• _Task to complete_
Please restate the material below word for word, from the first line through the one that contains "task | put a marker on each instance of the barrel", inclusive.

• _Task inputs_
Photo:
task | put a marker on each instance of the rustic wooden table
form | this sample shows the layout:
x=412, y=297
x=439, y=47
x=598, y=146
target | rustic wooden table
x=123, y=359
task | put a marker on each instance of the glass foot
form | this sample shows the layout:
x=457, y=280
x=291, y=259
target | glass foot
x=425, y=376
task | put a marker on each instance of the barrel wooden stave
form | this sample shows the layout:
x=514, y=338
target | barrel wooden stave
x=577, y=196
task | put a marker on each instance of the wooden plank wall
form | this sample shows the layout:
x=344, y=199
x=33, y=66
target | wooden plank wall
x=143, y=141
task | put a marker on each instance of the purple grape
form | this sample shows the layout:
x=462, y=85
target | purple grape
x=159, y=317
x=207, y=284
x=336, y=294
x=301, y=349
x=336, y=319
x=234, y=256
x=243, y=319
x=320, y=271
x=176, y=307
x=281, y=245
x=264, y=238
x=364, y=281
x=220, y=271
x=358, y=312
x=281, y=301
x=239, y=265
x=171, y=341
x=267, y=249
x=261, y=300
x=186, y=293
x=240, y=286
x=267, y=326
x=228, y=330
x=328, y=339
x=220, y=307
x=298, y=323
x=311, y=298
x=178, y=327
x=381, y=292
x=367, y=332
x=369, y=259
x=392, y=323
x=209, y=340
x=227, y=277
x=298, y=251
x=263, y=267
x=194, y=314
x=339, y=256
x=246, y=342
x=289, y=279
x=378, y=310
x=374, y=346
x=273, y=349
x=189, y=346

• _Exercise output_
Photo:
task | put a marker on each instance of the rustic wooden table
form | this sample shows the layout:
x=412, y=297
x=439, y=47
x=598, y=146
target | rustic wooden table
x=123, y=359
task | put a marker on each instance of the glass foot
form | this sample shows the layout:
x=457, y=280
x=291, y=259
target | glass foot
x=425, y=376
task | put a marker on each instance of the barrel wooden stave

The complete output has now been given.